What this task involves
All lines from the one containing "Could you point to the stone step" to the final line of the material should be retyped exactly. Nothing else belongs in the response.

BEGIN Input

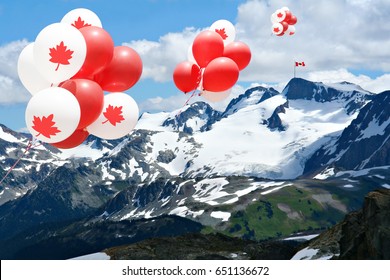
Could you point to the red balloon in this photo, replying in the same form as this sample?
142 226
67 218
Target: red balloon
288 16
285 26
122 72
220 74
239 53
293 20
77 138
100 50
207 46
186 76
90 97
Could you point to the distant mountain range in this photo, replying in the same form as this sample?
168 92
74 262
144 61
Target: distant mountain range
270 165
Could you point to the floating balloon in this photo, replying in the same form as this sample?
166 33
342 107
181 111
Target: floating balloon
59 52
239 52
28 73
52 115
118 118
225 29
90 97
207 45
186 76
220 74
100 50
77 138
81 17
219 58
122 72
283 21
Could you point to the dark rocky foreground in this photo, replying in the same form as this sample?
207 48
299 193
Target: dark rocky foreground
198 246
363 234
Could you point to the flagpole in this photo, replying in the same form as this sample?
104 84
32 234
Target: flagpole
295 66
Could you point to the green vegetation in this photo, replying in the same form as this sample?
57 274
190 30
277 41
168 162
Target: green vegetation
289 210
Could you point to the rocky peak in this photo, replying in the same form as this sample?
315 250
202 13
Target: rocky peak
352 95
199 116
251 96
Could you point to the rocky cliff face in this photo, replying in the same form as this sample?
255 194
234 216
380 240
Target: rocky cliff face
362 235
363 144
366 234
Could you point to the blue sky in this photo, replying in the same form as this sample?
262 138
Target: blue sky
338 40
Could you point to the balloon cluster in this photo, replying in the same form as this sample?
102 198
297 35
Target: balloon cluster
67 69
283 22
214 62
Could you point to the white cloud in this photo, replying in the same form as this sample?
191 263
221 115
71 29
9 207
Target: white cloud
160 58
158 104
11 89
375 85
332 36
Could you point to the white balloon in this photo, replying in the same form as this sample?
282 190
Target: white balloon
274 18
81 17
190 55
227 28
30 77
59 52
118 118
290 30
280 15
277 28
52 114
216 96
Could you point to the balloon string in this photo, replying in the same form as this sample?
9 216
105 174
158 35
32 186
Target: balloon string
29 146
192 94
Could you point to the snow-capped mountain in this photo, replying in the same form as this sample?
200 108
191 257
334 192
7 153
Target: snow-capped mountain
262 133
206 165
363 144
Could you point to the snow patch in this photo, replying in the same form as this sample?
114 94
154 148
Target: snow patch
95 256
220 215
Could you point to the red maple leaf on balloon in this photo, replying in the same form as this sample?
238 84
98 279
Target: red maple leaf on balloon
79 23
60 55
222 33
113 115
45 126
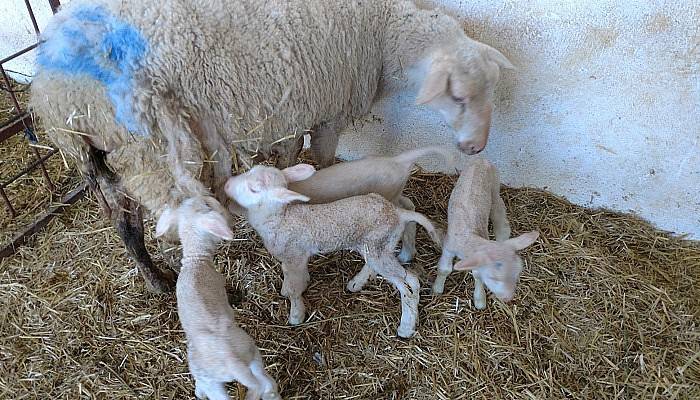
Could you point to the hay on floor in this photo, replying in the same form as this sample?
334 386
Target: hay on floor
29 194
607 307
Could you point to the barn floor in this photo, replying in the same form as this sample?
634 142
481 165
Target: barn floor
607 308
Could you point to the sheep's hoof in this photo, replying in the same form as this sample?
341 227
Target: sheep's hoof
405 256
162 282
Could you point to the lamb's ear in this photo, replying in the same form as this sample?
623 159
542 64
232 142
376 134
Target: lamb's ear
472 262
434 84
284 195
215 224
522 241
298 172
165 222
496 56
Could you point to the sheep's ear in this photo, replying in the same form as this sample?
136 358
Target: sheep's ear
522 241
434 84
496 56
284 195
165 222
216 225
298 172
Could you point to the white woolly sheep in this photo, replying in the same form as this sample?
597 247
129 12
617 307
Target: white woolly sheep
192 81
218 350
292 233
474 199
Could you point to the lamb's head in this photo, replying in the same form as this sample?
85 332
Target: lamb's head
199 223
459 82
498 264
265 186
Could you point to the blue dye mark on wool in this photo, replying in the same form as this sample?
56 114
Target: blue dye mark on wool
93 42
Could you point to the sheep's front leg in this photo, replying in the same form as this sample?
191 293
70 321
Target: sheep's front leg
296 279
409 288
444 270
479 292
499 218
408 240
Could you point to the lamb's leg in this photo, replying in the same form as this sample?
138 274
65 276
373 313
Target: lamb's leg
408 240
479 292
360 280
127 218
205 389
296 279
499 218
324 142
408 286
444 269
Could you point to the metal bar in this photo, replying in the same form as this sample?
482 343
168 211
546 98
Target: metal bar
28 168
41 160
19 53
8 204
54 5
15 125
43 220
18 109
31 15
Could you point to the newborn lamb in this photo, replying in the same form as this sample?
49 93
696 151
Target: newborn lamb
474 199
218 350
292 233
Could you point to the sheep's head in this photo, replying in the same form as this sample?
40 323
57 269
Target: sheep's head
459 82
498 264
266 185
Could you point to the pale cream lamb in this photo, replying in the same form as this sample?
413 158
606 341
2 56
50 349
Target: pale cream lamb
218 350
474 199
292 233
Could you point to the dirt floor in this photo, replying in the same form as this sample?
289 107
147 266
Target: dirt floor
607 307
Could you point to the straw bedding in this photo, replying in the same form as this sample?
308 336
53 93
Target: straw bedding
607 307
29 194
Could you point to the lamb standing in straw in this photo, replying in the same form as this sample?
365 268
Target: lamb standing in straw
292 233
474 199
218 351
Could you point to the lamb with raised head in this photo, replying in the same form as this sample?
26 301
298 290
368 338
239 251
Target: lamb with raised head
218 351
386 176
196 81
292 233
474 200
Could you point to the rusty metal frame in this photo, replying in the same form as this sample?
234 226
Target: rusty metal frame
22 122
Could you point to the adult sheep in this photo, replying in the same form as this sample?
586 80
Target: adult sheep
152 98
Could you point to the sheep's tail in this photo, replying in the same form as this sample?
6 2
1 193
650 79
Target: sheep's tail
410 157
411 216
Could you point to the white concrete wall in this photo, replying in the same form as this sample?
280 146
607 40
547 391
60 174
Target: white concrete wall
604 109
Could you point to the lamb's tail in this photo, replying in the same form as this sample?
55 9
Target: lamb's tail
410 157
411 216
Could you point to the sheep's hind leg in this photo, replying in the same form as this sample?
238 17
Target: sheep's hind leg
127 218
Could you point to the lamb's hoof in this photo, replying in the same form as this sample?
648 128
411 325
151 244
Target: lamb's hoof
405 333
480 304
296 318
354 286
406 256
162 282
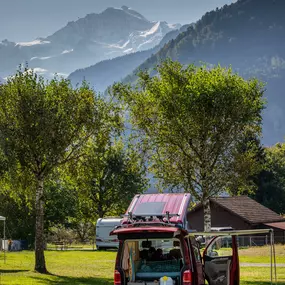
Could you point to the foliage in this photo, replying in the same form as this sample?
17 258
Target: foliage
195 120
270 181
44 125
246 35
96 267
109 175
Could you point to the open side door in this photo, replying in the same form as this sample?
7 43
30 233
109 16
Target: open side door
227 263
221 262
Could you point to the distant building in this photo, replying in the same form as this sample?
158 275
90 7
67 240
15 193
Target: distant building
240 213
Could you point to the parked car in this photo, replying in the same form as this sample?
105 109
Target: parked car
156 249
103 228
154 243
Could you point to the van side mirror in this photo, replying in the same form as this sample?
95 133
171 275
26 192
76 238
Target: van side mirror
213 253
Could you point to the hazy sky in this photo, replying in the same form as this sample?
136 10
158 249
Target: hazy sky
22 20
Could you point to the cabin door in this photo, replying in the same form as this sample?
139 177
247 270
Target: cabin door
221 262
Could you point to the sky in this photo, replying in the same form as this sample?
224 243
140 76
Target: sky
25 20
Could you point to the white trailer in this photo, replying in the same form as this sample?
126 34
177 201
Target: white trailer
103 228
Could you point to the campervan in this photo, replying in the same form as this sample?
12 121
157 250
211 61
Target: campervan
155 247
103 228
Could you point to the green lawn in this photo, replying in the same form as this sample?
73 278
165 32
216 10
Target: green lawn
91 267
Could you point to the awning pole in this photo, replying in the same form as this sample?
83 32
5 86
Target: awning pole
271 251
4 241
274 256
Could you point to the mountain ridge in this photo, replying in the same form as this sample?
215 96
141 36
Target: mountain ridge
248 36
88 40
105 73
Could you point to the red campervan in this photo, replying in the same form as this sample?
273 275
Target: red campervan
156 247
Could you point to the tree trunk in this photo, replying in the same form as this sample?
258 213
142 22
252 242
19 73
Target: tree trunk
40 263
207 215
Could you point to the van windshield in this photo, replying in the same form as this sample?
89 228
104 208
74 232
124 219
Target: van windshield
152 258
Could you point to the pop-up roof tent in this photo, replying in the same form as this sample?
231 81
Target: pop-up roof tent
173 206
4 232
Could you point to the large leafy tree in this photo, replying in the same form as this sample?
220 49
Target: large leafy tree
109 175
44 125
194 120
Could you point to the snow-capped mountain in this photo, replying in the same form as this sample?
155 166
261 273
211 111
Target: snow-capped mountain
81 43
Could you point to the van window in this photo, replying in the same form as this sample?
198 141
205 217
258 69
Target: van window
152 258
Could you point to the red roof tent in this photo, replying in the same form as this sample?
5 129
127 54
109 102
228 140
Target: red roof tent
160 204
147 229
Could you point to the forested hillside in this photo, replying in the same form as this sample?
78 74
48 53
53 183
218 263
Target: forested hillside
106 72
249 36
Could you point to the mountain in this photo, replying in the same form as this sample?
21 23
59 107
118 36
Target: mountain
248 35
96 37
103 74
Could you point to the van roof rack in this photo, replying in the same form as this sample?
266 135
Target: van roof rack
151 218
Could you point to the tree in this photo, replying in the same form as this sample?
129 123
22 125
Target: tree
108 176
270 180
194 120
44 125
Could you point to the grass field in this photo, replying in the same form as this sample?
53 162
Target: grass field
92 267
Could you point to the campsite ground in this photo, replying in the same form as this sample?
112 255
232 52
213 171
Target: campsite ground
92 267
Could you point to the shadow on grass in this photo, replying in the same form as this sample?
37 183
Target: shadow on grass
6 271
261 283
73 280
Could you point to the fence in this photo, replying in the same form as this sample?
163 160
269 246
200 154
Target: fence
245 241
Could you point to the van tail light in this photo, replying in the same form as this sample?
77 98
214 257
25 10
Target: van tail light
187 277
117 278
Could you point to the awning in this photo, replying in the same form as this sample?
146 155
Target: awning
278 225
232 233
148 229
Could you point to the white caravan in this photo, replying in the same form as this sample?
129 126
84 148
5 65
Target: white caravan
103 228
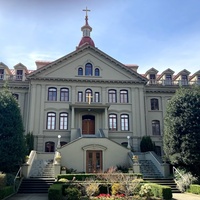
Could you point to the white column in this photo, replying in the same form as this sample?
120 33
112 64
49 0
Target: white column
72 118
106 119
32 107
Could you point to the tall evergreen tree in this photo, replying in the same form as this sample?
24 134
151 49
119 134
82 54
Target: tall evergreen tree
12 142
182 130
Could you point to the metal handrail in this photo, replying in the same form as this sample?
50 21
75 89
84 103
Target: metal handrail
176 171
155 158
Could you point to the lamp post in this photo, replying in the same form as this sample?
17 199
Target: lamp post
128 146
58 145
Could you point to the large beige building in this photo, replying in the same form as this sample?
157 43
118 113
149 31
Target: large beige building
96 104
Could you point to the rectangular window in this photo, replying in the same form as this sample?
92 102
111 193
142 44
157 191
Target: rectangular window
64 94
63 121
154 104
52 94
51 121
80 96
1 74
152 78
112 96
123 96
96 97
156 127
112 122
124 123
19 75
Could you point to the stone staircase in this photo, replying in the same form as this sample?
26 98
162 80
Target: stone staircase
41 177
165 181
149 170
42 169
35 185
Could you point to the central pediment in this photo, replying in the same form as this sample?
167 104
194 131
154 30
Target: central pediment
87 64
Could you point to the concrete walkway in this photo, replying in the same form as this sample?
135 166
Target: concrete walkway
185 196
29 197
176 196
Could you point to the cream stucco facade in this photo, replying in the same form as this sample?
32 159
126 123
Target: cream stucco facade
54 100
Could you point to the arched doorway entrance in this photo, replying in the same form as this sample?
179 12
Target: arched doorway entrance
88 124
49 146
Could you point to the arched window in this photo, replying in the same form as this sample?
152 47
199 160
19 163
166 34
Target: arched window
158 150
112 96
97 72
16 96
123 96
64 94
80 71
52 94
49 146
62 143
112 122
51 120
124 122
88 96
88 69
155 127
154 104
63 119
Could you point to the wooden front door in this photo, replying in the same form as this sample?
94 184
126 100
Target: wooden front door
88 124
93 161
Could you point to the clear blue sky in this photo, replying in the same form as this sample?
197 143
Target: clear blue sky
150 33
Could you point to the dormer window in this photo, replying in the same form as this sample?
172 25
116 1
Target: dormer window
1 74
184 80
88 69
152 78
80 71
19 75
168 79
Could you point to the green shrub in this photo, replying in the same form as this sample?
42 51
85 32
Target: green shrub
117 188
146 144
10 179
160 191
6 191
72 193
55 192
195 189
92 189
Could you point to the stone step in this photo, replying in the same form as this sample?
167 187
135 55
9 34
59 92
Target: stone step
35 185
165 181
42 168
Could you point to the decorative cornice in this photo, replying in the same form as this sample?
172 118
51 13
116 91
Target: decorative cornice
87 80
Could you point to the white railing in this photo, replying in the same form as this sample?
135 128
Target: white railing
17 177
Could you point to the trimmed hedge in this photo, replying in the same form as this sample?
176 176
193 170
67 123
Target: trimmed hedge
78 177
6 191
55 192
194 188
83 177
163 192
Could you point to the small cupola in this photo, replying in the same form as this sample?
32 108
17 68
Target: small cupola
86 29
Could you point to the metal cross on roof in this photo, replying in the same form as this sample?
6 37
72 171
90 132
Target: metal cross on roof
86 10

END Input

Exercise output
Could you point to the stone step in this photo, replying in the same form as this sample?
167 187
135 55
9 34
59 92
Target: stone step
35 185
165 181
42 168
Could you point to the decorative cornice in this photo, replying in the same form as this sample?
172 118
51 13
116 91
Target: decorative cornice
87 80
Could you point to the white railing in this photo, replying in the same form as this sample?
135 128
Target: white railing
17 177
Could you point to the trimmed hedge in this photo, replying in the same form as this sample?
176 176
193 170
67 123
Target: trimmed hedge
78 177
6 191
55 192
194 188
83 177
163 192
Could you point to the small cupola in this photo, replying in the same form as this sample?
32 108
17 68
Target: small cupola
86 29
Could you point to the metal cross on roof in this photo, replying in the same form as this sample?
6 37
72 171
90 132
Target: metal cross on roof
86 10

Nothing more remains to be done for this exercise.